> _EXERCISE INPUTS_:
-------------------------

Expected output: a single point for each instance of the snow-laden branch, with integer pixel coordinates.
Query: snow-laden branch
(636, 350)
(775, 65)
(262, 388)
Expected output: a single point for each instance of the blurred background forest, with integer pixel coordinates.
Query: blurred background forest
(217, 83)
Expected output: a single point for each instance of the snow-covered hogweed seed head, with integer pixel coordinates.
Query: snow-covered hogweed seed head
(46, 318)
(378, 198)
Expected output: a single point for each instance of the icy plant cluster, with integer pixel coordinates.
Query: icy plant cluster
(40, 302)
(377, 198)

-------------------------

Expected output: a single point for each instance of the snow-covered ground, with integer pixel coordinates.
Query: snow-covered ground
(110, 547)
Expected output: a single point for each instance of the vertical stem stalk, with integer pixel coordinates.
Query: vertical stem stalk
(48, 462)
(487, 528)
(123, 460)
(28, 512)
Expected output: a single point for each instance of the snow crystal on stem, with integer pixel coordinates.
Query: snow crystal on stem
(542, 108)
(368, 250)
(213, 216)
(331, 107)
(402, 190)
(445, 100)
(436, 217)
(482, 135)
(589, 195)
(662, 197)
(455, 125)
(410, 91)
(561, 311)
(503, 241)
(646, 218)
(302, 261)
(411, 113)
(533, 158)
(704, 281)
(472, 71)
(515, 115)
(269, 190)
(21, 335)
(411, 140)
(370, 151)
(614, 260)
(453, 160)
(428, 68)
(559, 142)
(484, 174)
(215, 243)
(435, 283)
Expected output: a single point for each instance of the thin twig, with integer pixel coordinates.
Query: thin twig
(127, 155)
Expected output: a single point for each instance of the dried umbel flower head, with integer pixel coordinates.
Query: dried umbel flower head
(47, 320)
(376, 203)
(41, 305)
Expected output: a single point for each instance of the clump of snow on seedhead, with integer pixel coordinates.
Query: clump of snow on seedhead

-------------------------

> _EXERCISE REQUIREMENTS_: Beginning with the line above that contains "branch, with integer pixel coordinates.", copy each line exactly up to and including the line that contains "Expected output: a single point for each instance of the blurred", and go no further.

> _OUTPUT_:
Expected output: a single point for each instance of the snow-laden branch, with integer pixel coordinates.
Query: snow-laden branch
(636, 350)
(775, 65)
(262, 388)
Expected output: a single point for each instance of the blurred background forest, with integer pixel coordinates.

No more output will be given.